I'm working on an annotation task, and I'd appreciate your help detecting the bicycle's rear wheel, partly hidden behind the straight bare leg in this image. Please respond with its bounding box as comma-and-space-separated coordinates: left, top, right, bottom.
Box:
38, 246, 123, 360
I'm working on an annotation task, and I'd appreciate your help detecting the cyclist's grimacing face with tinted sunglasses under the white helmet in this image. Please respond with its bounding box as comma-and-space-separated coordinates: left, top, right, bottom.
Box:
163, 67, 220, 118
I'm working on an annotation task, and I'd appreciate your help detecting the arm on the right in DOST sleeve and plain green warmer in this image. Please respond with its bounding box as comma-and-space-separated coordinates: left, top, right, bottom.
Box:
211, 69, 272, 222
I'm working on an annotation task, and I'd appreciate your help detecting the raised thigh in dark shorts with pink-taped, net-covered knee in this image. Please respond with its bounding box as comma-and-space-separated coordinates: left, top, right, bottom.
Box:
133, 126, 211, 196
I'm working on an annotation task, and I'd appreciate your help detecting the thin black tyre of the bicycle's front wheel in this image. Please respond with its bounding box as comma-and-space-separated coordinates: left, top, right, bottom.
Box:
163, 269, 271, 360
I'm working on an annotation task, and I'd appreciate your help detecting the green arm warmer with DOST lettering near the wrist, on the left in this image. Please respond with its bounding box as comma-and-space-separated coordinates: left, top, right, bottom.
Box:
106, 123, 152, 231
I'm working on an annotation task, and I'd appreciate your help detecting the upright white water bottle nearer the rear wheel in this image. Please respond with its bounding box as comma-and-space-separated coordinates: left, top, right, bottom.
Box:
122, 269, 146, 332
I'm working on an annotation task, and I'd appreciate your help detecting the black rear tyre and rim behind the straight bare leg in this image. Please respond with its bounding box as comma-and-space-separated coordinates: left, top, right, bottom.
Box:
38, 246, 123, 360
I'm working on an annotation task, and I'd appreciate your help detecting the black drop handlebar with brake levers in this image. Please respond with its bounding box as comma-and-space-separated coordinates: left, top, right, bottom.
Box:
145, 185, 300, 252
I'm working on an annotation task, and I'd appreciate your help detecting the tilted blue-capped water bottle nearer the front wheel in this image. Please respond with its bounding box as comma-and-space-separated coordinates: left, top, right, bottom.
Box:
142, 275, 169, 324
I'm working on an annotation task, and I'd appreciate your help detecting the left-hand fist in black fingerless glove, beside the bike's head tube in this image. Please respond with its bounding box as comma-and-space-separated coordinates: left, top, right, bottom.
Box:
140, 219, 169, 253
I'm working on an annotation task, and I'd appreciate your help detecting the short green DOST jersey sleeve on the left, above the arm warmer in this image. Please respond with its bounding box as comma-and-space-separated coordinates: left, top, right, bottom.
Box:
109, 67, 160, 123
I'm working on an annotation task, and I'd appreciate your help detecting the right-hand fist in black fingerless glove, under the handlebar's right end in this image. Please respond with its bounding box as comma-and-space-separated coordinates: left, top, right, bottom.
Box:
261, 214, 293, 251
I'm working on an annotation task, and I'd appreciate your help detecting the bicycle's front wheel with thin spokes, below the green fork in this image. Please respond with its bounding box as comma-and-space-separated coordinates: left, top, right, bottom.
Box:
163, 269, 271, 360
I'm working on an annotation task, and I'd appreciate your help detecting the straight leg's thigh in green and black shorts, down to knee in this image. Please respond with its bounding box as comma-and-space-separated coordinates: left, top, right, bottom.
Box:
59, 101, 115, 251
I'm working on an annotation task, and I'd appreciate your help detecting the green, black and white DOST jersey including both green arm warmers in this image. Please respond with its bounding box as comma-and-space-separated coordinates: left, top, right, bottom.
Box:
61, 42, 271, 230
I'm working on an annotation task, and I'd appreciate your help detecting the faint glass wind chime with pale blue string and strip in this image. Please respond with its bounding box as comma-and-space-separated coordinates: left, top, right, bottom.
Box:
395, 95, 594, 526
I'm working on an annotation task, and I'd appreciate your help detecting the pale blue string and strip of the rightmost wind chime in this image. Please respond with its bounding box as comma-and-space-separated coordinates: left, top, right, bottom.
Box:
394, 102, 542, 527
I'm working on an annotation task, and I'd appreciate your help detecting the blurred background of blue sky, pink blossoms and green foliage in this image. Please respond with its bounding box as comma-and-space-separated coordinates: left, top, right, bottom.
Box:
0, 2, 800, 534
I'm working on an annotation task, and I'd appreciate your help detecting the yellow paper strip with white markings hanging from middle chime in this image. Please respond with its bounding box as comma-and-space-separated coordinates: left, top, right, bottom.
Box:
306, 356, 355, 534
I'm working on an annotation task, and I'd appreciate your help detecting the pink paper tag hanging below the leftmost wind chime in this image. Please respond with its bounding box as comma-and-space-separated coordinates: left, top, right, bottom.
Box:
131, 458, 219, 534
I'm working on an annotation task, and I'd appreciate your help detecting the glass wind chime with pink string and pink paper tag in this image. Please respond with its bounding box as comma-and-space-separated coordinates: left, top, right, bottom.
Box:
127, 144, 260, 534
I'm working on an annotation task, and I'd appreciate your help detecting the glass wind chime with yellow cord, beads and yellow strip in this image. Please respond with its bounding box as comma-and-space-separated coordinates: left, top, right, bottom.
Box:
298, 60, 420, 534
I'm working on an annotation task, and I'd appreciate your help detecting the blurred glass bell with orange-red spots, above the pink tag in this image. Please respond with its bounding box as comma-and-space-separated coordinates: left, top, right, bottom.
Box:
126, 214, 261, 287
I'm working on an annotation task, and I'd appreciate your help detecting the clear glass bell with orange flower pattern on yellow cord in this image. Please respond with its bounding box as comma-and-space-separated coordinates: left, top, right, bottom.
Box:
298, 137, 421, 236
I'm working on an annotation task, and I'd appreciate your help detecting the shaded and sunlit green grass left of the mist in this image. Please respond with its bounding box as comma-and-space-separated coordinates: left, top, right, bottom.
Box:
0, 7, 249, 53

_Work instruction_. Give the records again, exactly as they appear.

_The completed task_.
I'm working on an annotation task, and I'd appreciate your help detecting the bicycle's rear wheel, partly hidden behind the straight bare leg in this image. Please respond with its bounding box as comma-and-space-separated coordinates: left, top, right, bottom.
Box:
38, 246, 123, 360
I'm working on an annotation task, and I'd appreciate your help detecting the cyclist's grimacing face with tinted sunglasses under the white helmet in this image. Please respond with its bounding box as comma-and-space-separated coordinates: left, top, right, bottom.
Box:
163, 67, 220, 118
I'm working on an annotation task, and I'd appreciate your help detecting the arm on the right in DOST sleeve and plain green warmer in this image. Please respond with its bounding box as comma-and-space-separated coordinates: left, top, right, bottom.
Box:
211, 69, 272, 222
I'm working on an annotation task, and I'd appreciate your help detecting the raised thigh in dark shorts with pink-taped, net-covered knee in this image. Please respond with its bounding box as comma-and-space-separated coordinates: left, top, right, bottom.
Box:
133, 126, 211, 196
I'm working on an annotation task, and I'd appreciate your help detecting the thin black tyre of the bicycle's front wheel in this image. Please respond with its bounding box as comma-and-space-separated coordinates: left, top, right, bottom.
Box:
163, 269, 271, 360
I'm working on an annotation task, and I'd appreciate your help detecting the green arm warmer with DOST lettering near the wrist, on the left in this image. Please respond with its bounding box as comma-and-space-separated coordinates: left, top, right, bottom.
Box:
106, 123, 152, 231
I'm working on an annotation task, and I'd appreciate your help detecting the upright white water bottle nearer the rear wheel in this image. Please respond with its bounding box as comma-and-space-separated coordinates: left, top, right, bottom.
Box:
122, 269, 146, 332
I'm working on an annotation task, and I'd appreciate your help detecting the black rear tyre and rim behind the straight bare leg in this image. Please respond with its bounding box as comma-and-space-separated coordinates: left, top, right, bottom.
Box:
38, 246, 123, 360
I'm working on an annotation task, and I'd appreciate your help detecting the black drop handlebar with brake levers in this image. Please respond with its bounding box as comma-and-space-separated coordinates: left, top, right, bottom.
Box:
145, 185, 300, 252
I'm working on an annotation task, and I'd appreciate your help detecting the tilted blue-capped water bottle nearer the front wheel in this image. Please respond with its bounding box as comma-and-space-separated coordinates: left, top, right, bottom.
Box:
142, 275, 169, 324
I'm working on an annotation task, and I'd appreciate your help detecting the left-hand fist in black fingerless glove, beside the bike's head tube in this image. Please respond with its bounding box as comma-and-space-separated coordinates: left, top, right, bottom.
Box:
140, 219, 169, 253
I'm working on an annotation task, and I'd appreciate your help detecting the short green DOST jersey sleeve on the left, above the arm warmer in this image. Please respond with its bounding box as comma-and-space-separated coordinates: left, top, right, bottom.
Box:
109, 67, 160, 123
I'm working on an annotation task, and I'd appreciate your help detecting the right-hand fist in black fingerless glove, under the handlebar's right end in this image. Please respond with its bounding box as comma-and-space-separated coordinates: left, top, right, bottom.
Box:
261, 214, 293, 251
I'm working on an annotation task, and I'd appreciate your help detecting the bicycle's front wheel with thin spokes, below the green fork in this image. Please respond with its bounding box as comma-and-space-separated coordinates: left, top, right, bottom.
Box:
163, 269, 271, 360
I'm working on an annotation task, and I'd appreciate your help detecting the straight leg's thigh in green and black shorts, down to knee in this image. Please respond with its bounding box as comma-and-space-separated coordinates: left, top, right, bottom.
Box:
59, 101, 115, 251
I'm working on an annotation task, and I'd appreciate your help detecting the green, black and white DOST jersey including both green arm warmers in this image. Please respond with its bounding box as comma-and-space-separated coordinates: left, top, right, bottom.
Box:
61, 42, 271, 230
I'm working on an annotation task, and I'd appreciate your help detecting the faint glass wind chime with pale blue string and strip in this image. Please respond with its bounding box as comma-and-space-separated coordinates: left, top, right, bottom.
Box:
395, 95, 594, 526
I'm working on an annotation task, and I'd appreciate your help detecting the pale blue string and strip of the rightmost wind chime in this image. Please respond with its bounding box as comma-and-space-separated coordinates: left, top, right, bottom.
Box:
394, 102, 542, 527
I'm working on an annotation task, and I'd appreciate your help detecting the blurred background of blue sky, pink blossoms and green foliage in this image. Please respond with its bounding box as comma-and-space-separated coordinates: left, top, right, bottom.
Box:
0, 2, 800, 534
I'm working on an annotation task, and I'd appreciate your help detecting the yellow paper strip with white markings hanging from middle chime in this image. Please respond with its bounding box as comma-and-space-separated coordinates: left, top, right, bottom.
Box:
306, 356, 355, 534
I'm working on an annotation task, and I'd appreciate your help detecting the pink paper tag hanging below the leftmost wind chime in this image. Please respond with its bounding box as comma-and-space-separated coordinates: left, top, right, bottom.
Box:
131, 458, 219, 534
I'm working on an annotation task, and I'd appreciate your help detecting the glass wind chime with pink string and pink paper tag in this image. Please respond with its bounding box as comma-and-space-separated coordinates: left, top, right, bottom.
Box:
127, 144, 260, 534
I'm working on an annotation task, and I'd appreciate your help detecting the glass wind chime with yellow cord, beads and yellow strip in this image. Please respond with its bounding box as comma-and-space-separated coordinates: left, top, right, bottom.
Box:
298, 60, 420, 534
I'm working on an annotation task, and I'd appreciate your help detecting the blurred glass bell with orange-red spots, above the pink tag in this image. Please respond with its bounding box as comma-and-space-separated coordinates: left, top, right, bottom.
Box:
126, 214, 261, 287
I'm working on an annotation task, and I'd appreciate your help detecting the clear glass bell with orange flower pattern on yellow cord in this image. Please respond with its bounding box as comma-and-space-separated coordinates: left, top, right, bottom.
Box:
298, 137, 421, 236
I'm working on an annotation task, and I'd appreciate your help detecting the shaded and sunlit green grass left of the mist in this image. Please respond with its bounding box as comma-and-space-separated coordinates: left, top, right, bottom.
Box:
0, 7, 249, 53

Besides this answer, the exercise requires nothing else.